(Stored items from a collection)

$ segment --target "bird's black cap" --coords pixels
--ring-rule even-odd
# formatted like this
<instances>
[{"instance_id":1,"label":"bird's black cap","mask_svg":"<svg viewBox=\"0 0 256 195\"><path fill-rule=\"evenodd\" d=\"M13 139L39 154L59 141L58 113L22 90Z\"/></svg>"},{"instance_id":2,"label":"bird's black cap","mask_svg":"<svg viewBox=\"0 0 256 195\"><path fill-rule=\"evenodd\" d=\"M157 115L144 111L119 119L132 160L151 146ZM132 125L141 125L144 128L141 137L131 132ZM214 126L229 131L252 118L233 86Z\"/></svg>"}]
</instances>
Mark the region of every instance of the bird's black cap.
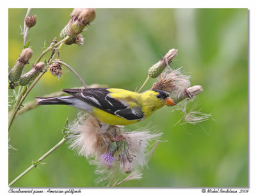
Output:
<instances>
[{"instance_id":1,"label":"bird's black cap","mask_svg":"<svg viewBox=\"0 0 256 195\"><path fill-rule=\"evenodd\" d=\"M159 89L153 89L152 90L159 92L161 96L162 96L163 99L165 99L167 97L169 97L169 94L164 90L159 90Z\"/></svg>"}]
</instances>

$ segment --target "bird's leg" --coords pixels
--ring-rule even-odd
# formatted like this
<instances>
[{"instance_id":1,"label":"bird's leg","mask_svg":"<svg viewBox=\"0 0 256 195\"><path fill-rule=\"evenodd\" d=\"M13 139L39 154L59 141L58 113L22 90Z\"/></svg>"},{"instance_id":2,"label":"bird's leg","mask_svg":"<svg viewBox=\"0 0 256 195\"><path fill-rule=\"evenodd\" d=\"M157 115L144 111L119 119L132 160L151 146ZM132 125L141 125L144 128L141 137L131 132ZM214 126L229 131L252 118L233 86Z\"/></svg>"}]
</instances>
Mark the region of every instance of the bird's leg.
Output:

* _EXERCISE REQUIREMENTS_:
Reproduce the material in full, word for word, and omit the pictures.

* _WRITTEN RESPONSE_:
$ segment --target "bird's black cap" --coords pixels
--ring-rule even-odd
# formatted like this
<instances>
[{"instance_id":1,"label":"bird's black cap","mask_svg":"<svg viewBox=\"0 0 256 195\"><path fill-rule=\"evenodd\" d=\"M13 139L39 154L59 141L58 113L22 90Z\"/></svg>"},{"instance_id":2,"label":"bird's black cap","mask_svg":"<svg viewBox=\"0 0 256 195\"><path fill-rule=\"evenodd\" d=\"M157 115L144 111L119 119L132 160L151 146ZM132 125L141 125L144 128L141 137L131 132ZM214 126L229 131L252 118L233 86Z\"/></svg>"}]
</instances>
Mark the region of every instance of the bird's black cap.
Output:
<instances>
[{"instance_id":1,"label":"bird's black cap","mask_svg":"<svg viewBox=\"0 0 256 195\"><path fill-rule=\"evenodd\" d=\"M159 89L153 89L152 90L159 92L161 96L162 96L163 99L165 99L167 97L169 97L169 94L164 90L159 90Z\"/></svg>"}]
</instances>

$ segment --target "bird's leg" --coords pixels
--ring-rule even-odd
# formatted like this
<instances>
[{"instance_id":1,"label":"bird's leg","mask_svg":"<svg viewBox=\"0 0 256 195\"><path fill-rule=\"evenodd\" d=\"M13 139L39 154L59 141L58 113L22 90Z\"/></svg>"},{"instance_id":2,"label":"bird's leg","mask_svg":"<svg viewBox=\"0 0 256 195\"><path fill-rule=\"evenodd\" d=\"M157 115L144 111L119 119L132 160L151 146ZM132 125L141 125L144 128L141 137L131 132ZM214 126L229 131L252 118L233 86Z\"/></svg>"}]
</instances>
Mark the region of every instance of the bird's leg.
Output:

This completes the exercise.